▶ [TRECHO CITADO]
------------

Dessa maneira, a agenda política e bilateral tende a ser mais efetiva. Porém, ao contrário do argentino Alberto Fernández, que visitou Moscou, no início do mês, para agradecer o apoio à vacinação contra a Covid-19 com o imunizante Sputnik V e obteve uma declaração de apoio aos argentinos, na disputa com os ingleses, pelas Ilhas Malvinas, especialistas não veem um objetivo estratégico claro para o Brasil:
"O Fernández tinha objetivos mais claros. Mas o Bolsonaro quis fazer uma viagem, qualquer viagem, para tentar mostrar que não está isolado. O convite de Putin veio a calhar, e sempre se pode indicar algum avanço na área de comércio e investimentos?, afirmou Oliver Stuenkel, professor de relações internacionais da FGV.
Na recente visita à Rússia, o chefe de Estado argentino expressou o desejo de que seu País seja incorporado aos BRICS (grupo formado por Brasil, Rússia, China, Índia e África do Sul), recebendo, rapidamente, o apoio dos governos russo e chinês. Não se descarta que Putin inclua o assunto na conversa com o presidente brasileiro.

------------

▶ [DADOS DE ENTRADA]
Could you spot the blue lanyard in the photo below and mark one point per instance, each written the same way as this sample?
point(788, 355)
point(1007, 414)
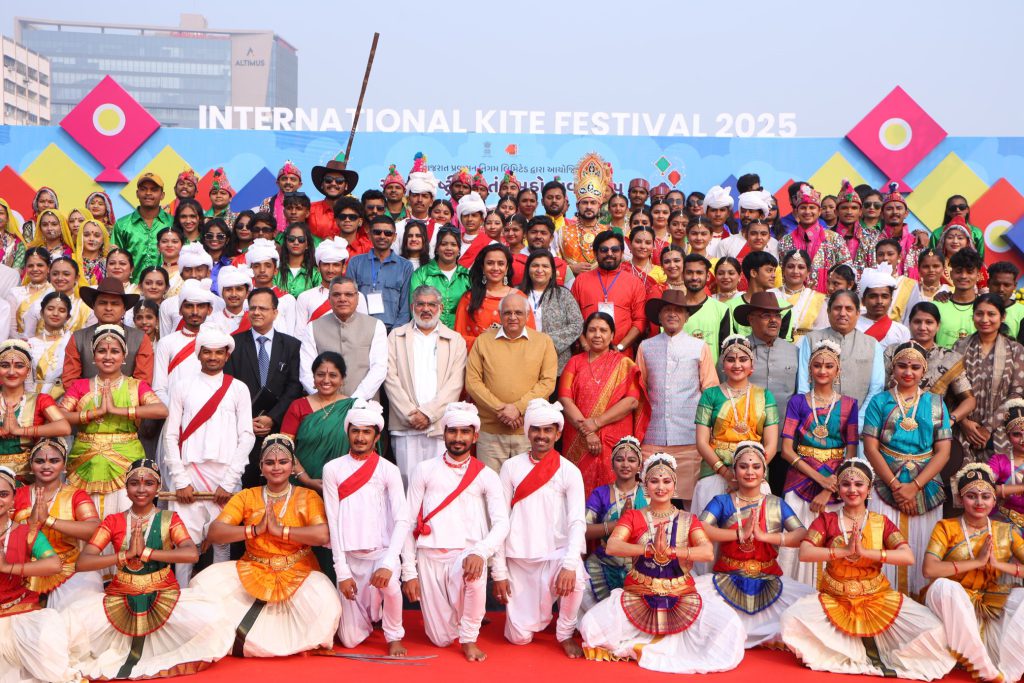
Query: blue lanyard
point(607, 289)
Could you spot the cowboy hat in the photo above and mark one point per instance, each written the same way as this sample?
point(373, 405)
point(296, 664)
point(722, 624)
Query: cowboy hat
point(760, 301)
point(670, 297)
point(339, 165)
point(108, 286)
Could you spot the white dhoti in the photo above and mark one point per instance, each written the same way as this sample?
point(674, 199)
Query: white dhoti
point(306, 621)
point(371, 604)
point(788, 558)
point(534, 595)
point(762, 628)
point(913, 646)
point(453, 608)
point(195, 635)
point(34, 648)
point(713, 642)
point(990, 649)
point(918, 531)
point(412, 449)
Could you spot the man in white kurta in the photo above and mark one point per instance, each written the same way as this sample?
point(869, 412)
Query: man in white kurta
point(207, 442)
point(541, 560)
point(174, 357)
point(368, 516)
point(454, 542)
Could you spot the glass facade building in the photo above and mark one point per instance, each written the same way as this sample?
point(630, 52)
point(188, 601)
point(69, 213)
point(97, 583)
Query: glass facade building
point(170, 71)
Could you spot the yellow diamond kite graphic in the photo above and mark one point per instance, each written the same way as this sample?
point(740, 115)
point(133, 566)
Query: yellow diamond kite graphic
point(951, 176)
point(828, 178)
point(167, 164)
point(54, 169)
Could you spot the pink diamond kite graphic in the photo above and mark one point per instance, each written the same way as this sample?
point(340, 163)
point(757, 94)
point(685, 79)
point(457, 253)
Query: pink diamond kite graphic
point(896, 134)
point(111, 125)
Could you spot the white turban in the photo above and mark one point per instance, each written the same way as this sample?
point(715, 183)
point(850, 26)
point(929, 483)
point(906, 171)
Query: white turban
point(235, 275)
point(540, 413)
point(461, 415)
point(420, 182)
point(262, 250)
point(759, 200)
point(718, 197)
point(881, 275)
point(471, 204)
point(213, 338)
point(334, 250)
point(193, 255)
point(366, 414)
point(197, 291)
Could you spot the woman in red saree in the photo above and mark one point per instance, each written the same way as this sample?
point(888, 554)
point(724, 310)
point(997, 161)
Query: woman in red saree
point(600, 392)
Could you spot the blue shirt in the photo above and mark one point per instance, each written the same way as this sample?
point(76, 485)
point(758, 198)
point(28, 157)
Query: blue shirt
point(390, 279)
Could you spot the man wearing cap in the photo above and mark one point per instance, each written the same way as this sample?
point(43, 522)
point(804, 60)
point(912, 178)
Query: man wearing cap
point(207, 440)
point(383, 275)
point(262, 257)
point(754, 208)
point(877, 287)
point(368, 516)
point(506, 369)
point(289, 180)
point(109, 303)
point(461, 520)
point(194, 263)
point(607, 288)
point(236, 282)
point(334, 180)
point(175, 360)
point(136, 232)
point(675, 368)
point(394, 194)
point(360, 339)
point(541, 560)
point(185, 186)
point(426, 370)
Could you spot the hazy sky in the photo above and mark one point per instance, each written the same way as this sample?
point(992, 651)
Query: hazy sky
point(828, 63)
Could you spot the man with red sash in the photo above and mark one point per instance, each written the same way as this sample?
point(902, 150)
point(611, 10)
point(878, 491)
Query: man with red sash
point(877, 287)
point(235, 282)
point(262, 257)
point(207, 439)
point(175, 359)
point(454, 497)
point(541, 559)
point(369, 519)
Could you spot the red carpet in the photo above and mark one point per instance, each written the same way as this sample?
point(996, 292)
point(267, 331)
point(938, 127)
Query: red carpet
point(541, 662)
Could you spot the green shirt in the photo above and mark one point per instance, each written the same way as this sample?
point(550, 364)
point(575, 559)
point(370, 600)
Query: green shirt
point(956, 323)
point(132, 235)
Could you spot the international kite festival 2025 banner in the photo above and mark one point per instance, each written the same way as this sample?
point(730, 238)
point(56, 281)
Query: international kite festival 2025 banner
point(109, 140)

------------

Reproduza palavra por palavra a passagem do trecho citado que vai de "Dessa maneira, a" até "internacionais da FGV.".

Dessa maneira, a agenda política e bilateral tende a ser mais efetiva. Porém, ao contrário do argentino Alberto Fernández, que visitou Moscou, no início do mês, para agradecer o apoio à vacinação contra a Covid-19 com o imunizante Sputnik V e obteve uma declaração de apoio aos argentinos, na disputa com os ingleses, pelas Ilhas Malvinas, especialistas não veem um objetivo estratégico claro para o Brasil:
"O Fernández tinha objetivos mais claros. Mas o Bolsonaro quis fazer uma viagem, qualquer viagem, para tentar mostrar que não está isolado. O convite de Putin veio a calhar, e sempre se pode indicar algum avanço na área de comércio e investimentos?, afirmou Oliver Stuenkel, professor de relações internacionais da FGV.